→ What is required
Rescale the lines below from the line with "Target: paved path" up to and including the line with "[(48, 366)]", and give only those lines. Repeat them in full, request lines unchanged, but multiply each coordinate in the answer by 1.35 and round it to a whole number, with halves rounded up.
====================
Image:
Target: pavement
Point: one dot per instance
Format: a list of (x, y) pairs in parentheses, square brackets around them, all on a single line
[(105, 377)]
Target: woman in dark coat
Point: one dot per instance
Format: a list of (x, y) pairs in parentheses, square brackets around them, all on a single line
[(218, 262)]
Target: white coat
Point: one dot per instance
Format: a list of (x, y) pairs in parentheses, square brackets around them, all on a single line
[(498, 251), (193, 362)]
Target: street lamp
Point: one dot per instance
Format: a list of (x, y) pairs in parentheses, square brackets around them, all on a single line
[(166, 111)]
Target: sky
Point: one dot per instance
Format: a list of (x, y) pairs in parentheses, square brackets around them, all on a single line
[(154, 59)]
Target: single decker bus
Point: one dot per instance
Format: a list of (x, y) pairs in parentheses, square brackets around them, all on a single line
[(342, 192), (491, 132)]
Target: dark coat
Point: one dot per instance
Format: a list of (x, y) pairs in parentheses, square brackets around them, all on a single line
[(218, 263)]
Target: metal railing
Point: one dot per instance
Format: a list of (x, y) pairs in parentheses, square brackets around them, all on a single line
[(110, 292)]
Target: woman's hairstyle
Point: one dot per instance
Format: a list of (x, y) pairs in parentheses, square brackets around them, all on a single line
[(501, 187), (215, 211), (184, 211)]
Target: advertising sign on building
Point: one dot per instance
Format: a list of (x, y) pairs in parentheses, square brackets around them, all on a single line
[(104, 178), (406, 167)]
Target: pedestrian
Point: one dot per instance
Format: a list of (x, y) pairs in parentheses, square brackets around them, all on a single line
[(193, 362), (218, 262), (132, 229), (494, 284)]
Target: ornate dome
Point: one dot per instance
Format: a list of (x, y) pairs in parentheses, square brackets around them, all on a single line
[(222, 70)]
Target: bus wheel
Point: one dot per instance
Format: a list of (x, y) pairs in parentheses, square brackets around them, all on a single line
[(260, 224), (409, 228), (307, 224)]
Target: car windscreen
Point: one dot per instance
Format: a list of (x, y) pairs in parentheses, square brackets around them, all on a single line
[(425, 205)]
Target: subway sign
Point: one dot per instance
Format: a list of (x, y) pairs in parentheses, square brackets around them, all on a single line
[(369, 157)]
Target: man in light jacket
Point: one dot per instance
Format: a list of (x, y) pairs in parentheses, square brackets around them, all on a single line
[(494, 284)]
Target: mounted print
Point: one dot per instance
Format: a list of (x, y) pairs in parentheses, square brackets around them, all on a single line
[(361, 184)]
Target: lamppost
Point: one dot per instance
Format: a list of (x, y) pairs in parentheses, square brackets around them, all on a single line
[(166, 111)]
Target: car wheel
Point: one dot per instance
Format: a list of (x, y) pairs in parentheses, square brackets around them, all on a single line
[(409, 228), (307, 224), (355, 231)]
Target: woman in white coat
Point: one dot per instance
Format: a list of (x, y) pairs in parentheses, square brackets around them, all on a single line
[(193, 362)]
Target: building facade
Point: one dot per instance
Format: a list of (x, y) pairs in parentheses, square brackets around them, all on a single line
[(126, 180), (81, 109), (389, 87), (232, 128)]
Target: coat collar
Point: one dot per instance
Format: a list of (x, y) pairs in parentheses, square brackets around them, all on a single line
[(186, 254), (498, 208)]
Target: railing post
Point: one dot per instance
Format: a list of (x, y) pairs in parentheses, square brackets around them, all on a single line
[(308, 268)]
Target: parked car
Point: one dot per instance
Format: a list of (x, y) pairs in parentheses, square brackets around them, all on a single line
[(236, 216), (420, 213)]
====================
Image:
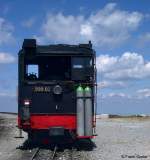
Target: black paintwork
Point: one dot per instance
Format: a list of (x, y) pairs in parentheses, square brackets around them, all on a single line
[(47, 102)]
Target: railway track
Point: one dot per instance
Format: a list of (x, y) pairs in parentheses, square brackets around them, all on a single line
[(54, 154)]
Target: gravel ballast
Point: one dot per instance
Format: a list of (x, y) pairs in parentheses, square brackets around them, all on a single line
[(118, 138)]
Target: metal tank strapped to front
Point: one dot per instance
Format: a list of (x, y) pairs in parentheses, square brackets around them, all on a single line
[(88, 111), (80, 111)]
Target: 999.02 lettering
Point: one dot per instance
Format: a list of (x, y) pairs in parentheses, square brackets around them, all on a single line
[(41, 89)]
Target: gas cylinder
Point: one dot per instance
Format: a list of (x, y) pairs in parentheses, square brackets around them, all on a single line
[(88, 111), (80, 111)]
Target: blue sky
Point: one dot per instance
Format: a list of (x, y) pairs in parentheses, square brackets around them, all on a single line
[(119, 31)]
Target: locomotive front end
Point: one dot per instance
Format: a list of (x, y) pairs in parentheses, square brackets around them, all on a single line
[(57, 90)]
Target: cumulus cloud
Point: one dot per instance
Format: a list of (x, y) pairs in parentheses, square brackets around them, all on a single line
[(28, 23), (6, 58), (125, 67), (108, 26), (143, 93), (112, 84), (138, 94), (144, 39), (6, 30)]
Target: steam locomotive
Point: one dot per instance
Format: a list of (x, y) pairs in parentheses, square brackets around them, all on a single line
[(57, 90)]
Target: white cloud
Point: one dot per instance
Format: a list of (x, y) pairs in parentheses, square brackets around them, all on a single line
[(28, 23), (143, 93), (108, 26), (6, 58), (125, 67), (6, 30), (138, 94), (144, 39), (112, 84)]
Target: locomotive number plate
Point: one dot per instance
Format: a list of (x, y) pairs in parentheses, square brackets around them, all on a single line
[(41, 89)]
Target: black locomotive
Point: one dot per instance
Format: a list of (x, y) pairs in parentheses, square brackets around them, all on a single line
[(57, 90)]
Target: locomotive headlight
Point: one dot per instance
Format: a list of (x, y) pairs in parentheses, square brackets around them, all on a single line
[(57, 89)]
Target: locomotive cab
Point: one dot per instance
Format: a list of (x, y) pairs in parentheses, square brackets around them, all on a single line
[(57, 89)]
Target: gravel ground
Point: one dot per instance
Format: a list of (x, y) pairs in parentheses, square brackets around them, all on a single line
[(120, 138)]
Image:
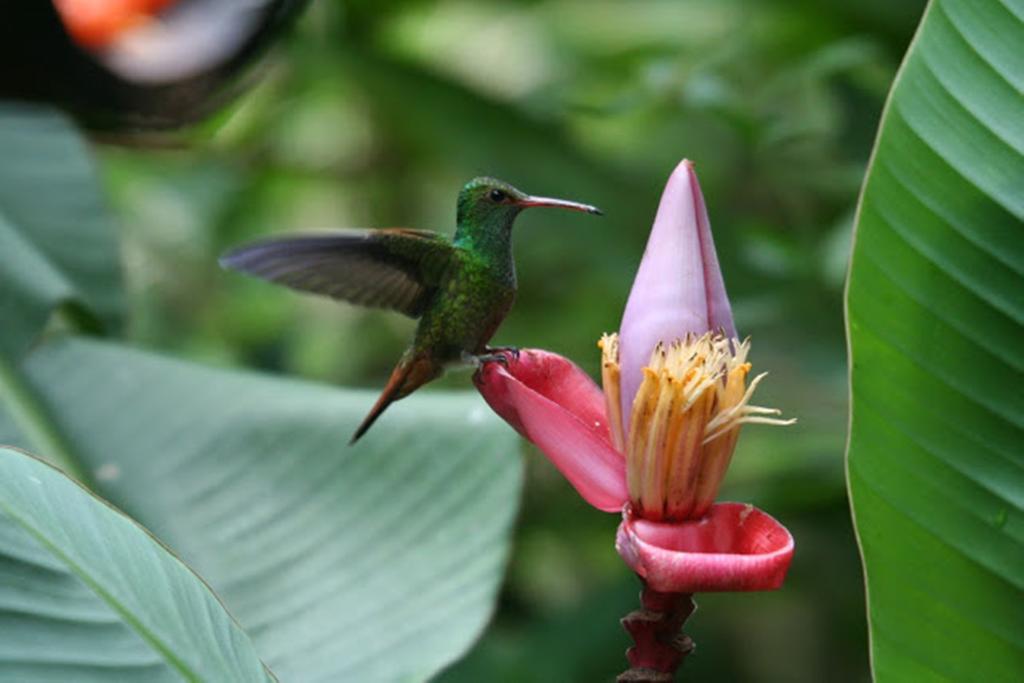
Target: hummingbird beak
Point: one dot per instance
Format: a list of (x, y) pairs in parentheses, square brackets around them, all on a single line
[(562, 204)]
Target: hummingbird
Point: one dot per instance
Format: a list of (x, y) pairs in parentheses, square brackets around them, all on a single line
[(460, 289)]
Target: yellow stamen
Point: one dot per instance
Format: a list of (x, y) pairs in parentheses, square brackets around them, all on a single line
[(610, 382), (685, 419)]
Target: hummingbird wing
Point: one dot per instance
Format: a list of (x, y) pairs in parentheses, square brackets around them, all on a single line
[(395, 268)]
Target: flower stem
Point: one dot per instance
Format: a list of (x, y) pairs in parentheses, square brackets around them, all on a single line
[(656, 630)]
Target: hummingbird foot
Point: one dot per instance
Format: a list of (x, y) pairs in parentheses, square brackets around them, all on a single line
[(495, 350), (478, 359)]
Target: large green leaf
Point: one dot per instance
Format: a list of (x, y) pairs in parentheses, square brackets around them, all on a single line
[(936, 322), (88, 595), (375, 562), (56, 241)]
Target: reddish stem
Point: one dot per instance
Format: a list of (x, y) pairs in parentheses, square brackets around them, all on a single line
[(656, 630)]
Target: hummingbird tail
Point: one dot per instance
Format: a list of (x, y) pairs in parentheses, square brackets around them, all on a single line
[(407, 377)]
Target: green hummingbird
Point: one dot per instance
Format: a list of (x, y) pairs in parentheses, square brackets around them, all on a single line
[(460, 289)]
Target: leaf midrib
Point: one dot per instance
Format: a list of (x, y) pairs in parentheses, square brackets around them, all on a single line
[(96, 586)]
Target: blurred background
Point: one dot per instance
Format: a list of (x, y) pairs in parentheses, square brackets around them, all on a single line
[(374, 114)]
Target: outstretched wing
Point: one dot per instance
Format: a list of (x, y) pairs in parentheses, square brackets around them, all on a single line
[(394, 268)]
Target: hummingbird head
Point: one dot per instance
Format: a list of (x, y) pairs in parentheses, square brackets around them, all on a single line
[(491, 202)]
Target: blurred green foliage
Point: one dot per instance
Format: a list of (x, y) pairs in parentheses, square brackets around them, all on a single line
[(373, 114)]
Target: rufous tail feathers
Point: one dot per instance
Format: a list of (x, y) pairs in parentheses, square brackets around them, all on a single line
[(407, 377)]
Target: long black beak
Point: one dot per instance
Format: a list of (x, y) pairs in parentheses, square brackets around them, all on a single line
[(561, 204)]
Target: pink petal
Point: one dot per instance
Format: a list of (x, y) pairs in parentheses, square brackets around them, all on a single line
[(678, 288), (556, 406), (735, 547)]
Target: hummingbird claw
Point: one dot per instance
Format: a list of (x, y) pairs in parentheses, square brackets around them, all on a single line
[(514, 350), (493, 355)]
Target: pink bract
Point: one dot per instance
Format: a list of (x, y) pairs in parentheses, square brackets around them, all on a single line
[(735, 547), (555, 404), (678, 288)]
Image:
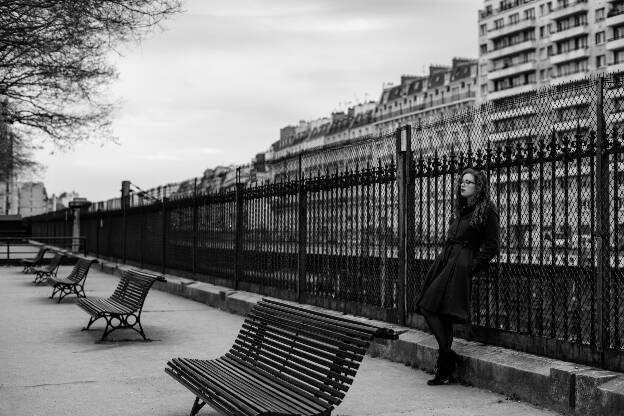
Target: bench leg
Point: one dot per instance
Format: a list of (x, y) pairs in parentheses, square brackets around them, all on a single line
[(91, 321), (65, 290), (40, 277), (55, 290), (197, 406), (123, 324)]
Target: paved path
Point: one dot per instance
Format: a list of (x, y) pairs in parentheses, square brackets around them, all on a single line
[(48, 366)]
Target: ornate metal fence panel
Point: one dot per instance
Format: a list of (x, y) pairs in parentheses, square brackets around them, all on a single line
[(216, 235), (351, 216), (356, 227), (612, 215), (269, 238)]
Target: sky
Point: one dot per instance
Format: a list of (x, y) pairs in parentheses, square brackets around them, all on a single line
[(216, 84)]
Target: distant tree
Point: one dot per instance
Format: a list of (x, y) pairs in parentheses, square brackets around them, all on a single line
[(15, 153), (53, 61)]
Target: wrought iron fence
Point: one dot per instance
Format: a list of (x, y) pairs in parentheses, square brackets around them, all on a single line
====================
→ Expected answer
Target: paved path
Point: one dot per instance
Format: a list of (x, y) pairs in parentheses, square brackets around them, all on a single line
[(65, 494)]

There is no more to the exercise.